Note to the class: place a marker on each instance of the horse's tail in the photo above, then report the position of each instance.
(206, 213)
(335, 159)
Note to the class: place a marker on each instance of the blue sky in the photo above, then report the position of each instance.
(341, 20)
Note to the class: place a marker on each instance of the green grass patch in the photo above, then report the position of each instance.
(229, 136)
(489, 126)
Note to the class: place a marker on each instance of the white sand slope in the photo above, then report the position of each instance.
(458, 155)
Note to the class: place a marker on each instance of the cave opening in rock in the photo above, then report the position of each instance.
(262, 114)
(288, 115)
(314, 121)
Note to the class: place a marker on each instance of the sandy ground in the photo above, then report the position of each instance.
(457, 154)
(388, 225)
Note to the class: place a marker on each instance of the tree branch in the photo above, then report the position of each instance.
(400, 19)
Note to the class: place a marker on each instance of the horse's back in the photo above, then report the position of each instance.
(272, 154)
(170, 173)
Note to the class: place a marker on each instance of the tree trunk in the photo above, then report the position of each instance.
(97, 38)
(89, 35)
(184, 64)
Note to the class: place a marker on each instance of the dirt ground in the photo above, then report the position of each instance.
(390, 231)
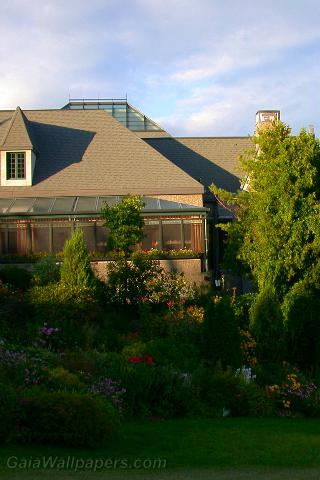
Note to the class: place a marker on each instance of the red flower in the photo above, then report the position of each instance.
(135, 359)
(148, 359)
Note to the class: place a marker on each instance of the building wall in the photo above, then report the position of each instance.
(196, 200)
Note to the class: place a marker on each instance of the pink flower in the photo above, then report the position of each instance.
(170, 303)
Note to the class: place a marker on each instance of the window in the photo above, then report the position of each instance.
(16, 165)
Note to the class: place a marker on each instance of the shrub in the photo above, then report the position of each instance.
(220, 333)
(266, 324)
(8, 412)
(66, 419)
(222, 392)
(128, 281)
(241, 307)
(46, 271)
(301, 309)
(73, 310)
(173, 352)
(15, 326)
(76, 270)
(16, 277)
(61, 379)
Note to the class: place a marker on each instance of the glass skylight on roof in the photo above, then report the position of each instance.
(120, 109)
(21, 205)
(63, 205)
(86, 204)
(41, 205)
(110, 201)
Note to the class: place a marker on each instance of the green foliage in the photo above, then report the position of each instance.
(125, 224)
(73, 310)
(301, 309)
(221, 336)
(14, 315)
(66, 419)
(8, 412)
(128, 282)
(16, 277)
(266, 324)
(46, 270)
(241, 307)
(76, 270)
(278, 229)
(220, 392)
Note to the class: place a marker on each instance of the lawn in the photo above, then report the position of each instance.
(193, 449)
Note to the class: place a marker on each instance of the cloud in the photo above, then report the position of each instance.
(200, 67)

------------

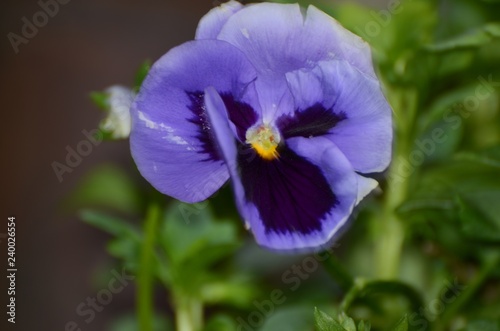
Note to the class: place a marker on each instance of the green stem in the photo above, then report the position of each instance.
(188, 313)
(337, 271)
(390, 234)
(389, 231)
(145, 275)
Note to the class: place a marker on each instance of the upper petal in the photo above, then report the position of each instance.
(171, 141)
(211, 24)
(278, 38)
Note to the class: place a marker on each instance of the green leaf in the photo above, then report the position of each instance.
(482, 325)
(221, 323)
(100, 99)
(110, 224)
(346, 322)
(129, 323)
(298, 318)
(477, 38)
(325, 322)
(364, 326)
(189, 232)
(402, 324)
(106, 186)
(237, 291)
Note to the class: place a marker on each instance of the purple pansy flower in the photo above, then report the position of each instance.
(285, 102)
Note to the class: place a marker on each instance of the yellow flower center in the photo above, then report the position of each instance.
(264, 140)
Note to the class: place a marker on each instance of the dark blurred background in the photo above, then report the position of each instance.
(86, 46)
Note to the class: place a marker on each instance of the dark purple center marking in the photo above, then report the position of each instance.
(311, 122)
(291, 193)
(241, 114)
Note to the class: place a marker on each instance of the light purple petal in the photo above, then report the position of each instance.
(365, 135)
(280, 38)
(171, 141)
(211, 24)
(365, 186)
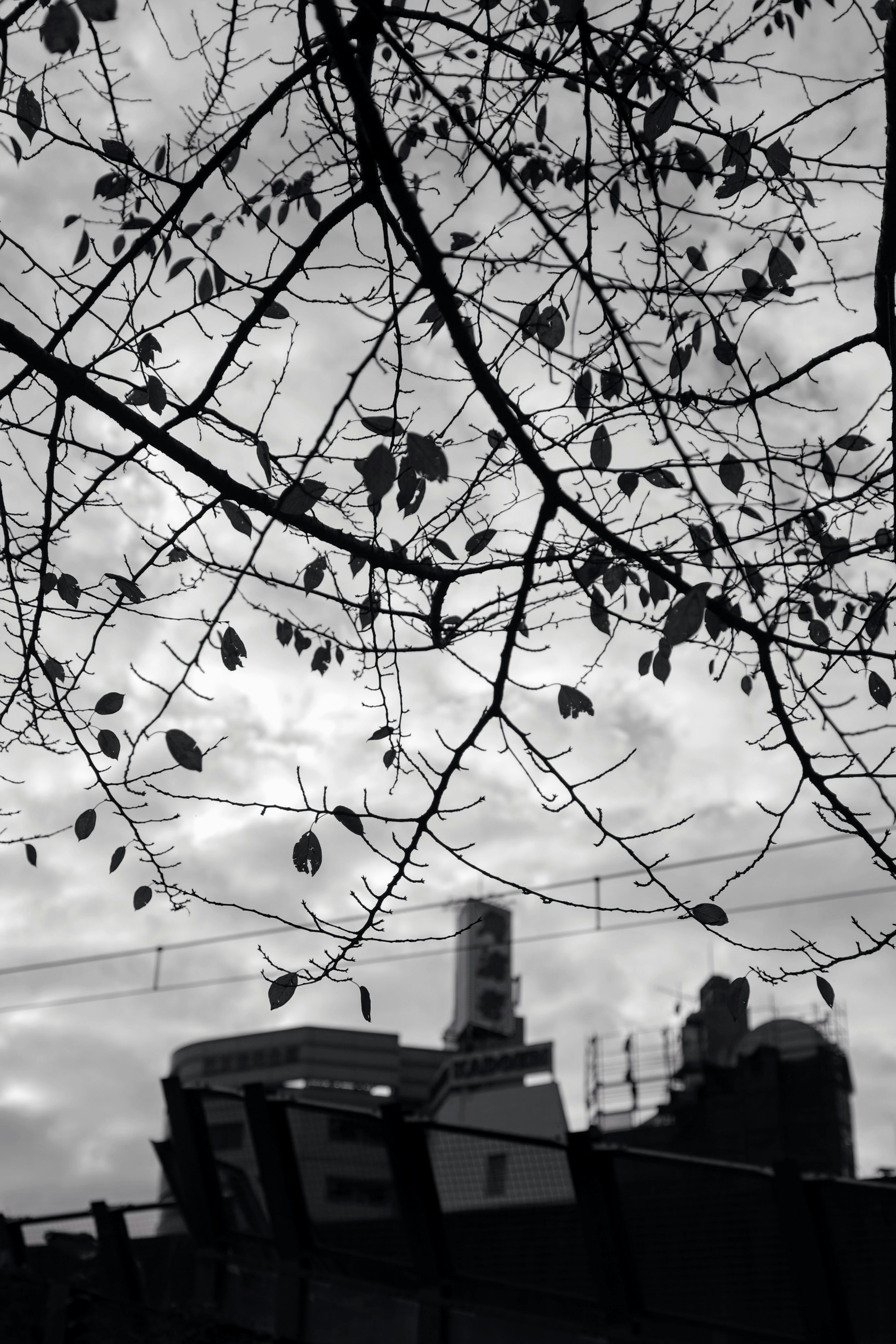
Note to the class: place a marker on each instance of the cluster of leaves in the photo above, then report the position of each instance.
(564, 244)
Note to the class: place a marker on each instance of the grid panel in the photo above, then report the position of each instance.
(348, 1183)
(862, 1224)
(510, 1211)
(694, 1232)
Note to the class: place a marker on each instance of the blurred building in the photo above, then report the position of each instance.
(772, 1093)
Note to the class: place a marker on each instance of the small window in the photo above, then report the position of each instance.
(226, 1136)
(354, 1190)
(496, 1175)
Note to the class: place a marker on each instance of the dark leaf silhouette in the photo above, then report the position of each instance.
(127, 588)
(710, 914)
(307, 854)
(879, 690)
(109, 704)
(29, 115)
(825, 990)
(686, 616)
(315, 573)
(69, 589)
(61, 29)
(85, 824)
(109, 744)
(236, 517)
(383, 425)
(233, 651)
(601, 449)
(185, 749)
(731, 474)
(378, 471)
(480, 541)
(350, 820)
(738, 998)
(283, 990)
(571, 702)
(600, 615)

------------

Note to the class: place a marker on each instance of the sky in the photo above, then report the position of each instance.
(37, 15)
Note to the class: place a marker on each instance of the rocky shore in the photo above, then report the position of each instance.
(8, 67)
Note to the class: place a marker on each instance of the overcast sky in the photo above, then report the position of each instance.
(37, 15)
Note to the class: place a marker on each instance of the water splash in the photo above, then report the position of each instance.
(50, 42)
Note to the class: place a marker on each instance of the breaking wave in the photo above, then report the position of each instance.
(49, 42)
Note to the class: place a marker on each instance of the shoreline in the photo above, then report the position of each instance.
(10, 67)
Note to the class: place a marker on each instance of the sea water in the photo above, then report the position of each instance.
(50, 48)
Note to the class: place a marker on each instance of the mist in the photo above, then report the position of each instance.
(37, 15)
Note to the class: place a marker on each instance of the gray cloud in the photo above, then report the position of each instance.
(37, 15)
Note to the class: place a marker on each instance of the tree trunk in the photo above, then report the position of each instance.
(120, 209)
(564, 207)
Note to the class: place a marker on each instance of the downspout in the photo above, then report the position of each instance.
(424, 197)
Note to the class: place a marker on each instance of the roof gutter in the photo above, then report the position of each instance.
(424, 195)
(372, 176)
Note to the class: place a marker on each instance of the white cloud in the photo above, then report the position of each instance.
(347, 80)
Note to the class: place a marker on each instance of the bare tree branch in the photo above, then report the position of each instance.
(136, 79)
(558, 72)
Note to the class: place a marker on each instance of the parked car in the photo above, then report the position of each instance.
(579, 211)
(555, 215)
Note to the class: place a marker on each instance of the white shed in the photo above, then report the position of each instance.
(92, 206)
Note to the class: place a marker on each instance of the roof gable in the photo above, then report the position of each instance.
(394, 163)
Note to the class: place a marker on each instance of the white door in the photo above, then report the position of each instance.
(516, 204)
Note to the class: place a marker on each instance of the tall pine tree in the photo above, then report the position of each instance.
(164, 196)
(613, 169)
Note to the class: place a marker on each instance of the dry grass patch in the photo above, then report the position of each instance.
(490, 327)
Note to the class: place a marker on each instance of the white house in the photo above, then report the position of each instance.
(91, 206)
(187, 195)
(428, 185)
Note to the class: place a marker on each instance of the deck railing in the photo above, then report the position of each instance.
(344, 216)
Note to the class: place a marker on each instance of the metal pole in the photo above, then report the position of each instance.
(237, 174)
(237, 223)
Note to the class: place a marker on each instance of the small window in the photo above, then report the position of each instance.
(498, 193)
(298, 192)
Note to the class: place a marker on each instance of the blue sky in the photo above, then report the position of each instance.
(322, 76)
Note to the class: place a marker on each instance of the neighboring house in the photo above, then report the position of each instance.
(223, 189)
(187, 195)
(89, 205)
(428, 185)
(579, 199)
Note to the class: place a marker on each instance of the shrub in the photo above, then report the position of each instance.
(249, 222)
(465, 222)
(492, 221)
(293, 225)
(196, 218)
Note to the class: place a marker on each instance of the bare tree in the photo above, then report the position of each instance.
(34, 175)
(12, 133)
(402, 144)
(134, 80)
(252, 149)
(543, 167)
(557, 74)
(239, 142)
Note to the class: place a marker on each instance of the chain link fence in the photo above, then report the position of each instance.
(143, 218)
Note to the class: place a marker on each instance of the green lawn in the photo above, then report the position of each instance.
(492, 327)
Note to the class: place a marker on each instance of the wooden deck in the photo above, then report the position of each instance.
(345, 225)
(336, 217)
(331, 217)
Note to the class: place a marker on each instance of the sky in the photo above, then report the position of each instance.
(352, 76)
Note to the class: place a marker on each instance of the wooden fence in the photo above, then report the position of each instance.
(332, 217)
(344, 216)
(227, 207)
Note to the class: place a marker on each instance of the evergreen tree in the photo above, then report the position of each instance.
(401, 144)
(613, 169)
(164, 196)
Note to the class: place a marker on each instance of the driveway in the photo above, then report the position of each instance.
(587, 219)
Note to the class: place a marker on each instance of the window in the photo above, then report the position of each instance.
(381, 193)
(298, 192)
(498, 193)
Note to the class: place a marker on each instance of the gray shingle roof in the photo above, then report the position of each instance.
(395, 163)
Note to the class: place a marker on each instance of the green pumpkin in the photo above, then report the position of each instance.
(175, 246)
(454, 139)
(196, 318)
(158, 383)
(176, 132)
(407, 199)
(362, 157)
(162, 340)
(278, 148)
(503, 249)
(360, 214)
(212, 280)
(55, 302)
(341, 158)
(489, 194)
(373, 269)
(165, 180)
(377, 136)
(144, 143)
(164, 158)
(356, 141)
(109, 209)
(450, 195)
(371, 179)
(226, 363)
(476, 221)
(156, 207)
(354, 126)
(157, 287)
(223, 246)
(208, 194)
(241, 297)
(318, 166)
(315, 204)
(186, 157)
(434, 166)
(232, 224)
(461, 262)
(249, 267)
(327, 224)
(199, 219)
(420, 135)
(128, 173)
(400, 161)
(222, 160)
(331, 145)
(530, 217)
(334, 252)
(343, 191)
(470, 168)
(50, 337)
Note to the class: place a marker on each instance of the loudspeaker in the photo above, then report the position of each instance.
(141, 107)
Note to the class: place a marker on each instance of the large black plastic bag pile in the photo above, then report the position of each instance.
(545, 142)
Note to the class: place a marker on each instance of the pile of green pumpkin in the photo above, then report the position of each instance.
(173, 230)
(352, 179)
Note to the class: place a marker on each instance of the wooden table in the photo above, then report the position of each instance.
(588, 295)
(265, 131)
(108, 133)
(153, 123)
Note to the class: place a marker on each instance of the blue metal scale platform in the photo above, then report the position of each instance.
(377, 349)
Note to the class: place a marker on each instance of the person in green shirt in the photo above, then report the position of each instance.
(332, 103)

------------

Objective: Repeat word for word the lines from the line with "of the grid" to the line with "(694, 1232)", including both of those lines.

Full response:
Note to the class: place a marker on each instance of the grid panel in the photo above, then report the position of each instance.
(348, 1183)
(862, 1224)
(510, 1211)
(694, 1232)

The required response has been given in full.